[Image location labeling entries]
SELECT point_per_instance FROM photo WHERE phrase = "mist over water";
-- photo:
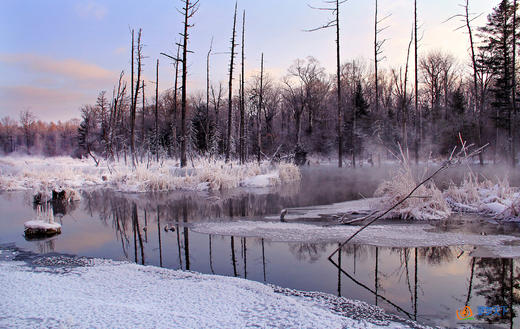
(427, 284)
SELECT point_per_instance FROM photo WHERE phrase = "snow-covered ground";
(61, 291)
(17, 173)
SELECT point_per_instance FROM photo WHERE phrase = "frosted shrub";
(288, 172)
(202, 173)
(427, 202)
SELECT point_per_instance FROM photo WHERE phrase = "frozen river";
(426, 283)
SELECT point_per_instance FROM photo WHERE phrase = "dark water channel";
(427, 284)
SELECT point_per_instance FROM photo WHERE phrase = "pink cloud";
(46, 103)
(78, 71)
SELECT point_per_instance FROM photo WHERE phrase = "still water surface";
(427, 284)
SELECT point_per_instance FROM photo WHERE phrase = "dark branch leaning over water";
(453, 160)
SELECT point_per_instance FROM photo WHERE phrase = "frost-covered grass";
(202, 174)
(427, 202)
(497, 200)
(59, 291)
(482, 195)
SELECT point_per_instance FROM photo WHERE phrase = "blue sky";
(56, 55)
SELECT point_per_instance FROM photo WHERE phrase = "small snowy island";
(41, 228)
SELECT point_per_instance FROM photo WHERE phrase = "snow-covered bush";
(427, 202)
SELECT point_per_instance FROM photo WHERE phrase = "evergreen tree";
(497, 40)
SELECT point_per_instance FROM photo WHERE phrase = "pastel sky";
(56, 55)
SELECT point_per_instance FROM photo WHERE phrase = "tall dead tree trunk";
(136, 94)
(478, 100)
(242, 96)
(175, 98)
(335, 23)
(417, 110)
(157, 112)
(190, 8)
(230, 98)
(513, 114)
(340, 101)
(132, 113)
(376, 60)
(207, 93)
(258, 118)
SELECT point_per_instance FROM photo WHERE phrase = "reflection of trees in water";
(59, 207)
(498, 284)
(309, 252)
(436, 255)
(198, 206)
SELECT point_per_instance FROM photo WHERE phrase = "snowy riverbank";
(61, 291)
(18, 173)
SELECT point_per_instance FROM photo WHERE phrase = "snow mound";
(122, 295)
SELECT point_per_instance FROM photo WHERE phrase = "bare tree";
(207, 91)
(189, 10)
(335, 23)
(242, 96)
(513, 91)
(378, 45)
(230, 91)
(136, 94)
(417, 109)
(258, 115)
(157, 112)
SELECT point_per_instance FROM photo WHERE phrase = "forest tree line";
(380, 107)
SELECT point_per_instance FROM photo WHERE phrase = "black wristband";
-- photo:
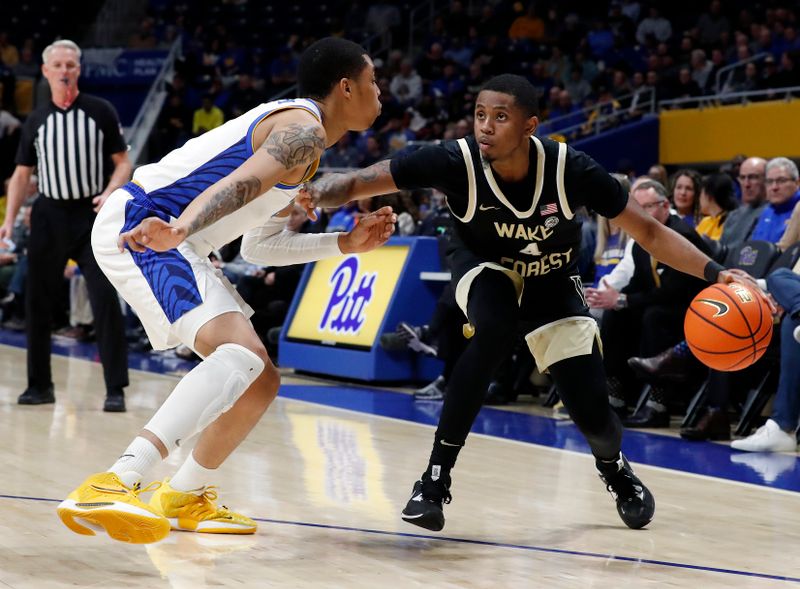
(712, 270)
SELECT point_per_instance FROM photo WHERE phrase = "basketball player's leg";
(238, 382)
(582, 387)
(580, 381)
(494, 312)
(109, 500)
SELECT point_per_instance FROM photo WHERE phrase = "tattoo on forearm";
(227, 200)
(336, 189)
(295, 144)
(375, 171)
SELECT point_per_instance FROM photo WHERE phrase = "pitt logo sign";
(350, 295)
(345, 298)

- _SET PROBLEM_
The records above need to be given again exactly. Omit the pictures.

- _RESPONSE TO THE EXERCISE_
SELECT point_per_instance FROM photo WHERE phrase = "mist over water";
-- photo:
(427, 284)
SELECT point_per_instance FROM photo WHERE phrase = "snow-covered ground";
(61, 291)
(17, 173)
SELECT point_per_instance FROM photo WHERE phrase = "frosted shrub";
(288, 172)
(202, 173)
(427, 202)
SELECT point_per_instance FROM photo WHERE phrase = "frozen river";
(426, 283)
SELECT point_per_instance FROM photo WHERE phrase = "dark water channel";
(427, 284)
SELECT point_per_instance FROM photo WHERE phrase = "pink cloud";
(46, 103)
(78, 71)
SELECT point_per_instance FROM photo WHERE phrase = "still water surface";
(427, 284)
SELECT point_per_instance FROM photo WHERE phrase = "dark branch leaning over water";
(453, 160)
SELECT point_per_instance FROM photo WHERE phrase = "frost-covered grass";
(202, 174)
(427, 202)
(497, 200)
(59, 291)
(482, 195)
SELECT point_per_instance FROM photo WHERE phrase = "blue sky";
(56, 55)
SELECT point_per_instance FROM photo WHERE phrase = "small snowy island";
(41, 228)
SELECT point_per_instance FROM photo WHERE phrase = "snow-covered bush";
(427, 202)
SELECT point_per_instance FROM photo WHERE phrase = "evergreen tree";
(497, 40)
SELECT point_per_instance FROM photo WHERE phrase = "pastel sky";
(56, 55)
SELECT point_per_instance FROM photo WHERE phrase = "tall dead tree trunk";
(136, 94)
(478, 100)
(242, 96)
(175, 98)
(335, 23)
(417, 110)
(157, 112)
(190, 8)
(230, 98)
(513, 114)
(340, 101)
(132, 113)
(376, 60)
(207, 93)
(258, 118)
SELECT point_per_instance FROM photo WHERE phrase = "reflection of trees in water";
(59, 207)
(498, 284)
(309, 252)
(436, 255)
(198, 206)
SELECT point_per_instance FROM photo WHERE phrase = "snowy riverbank";
(61, 291)
(18, 173)
SELECT point_per_instance FROM photo WHERE phrase = "snow mound";
(122, 295)
SELECT point_per_instance FROM photo WHERE phrase = "bare tree";
(207, 91)
(189, 10)
(335, 23)
(242, 96)
(513, 91)
(378, 45)
(230, 91)
(136, 94)
(417, 109)
(258, 115)
(157, 112)
SELECT point_per_instance FROM photo WHERE phrase = "forest tree line";
(380, 107)
SELECT point_per_instance FROM photo WHERE phrase = "black wristband";
-- photo:
(712, 270)
SELECT point_per_instance FROM photo WHERE phrase = "basketball player's leg";
(238, 382)
(582, 387)
(580, 381)
(494, 312)
(109, 500)
SELECT point_per_instance FROM photo WHERE phrase = "tattoo on forearm";
(227, 200)
(336, 189)
(295, 144)
(375, 171)
SELECT point_per_instance FROM photo WHERE phrase = "pitt logo sign";
(350, 295)
(345, 298)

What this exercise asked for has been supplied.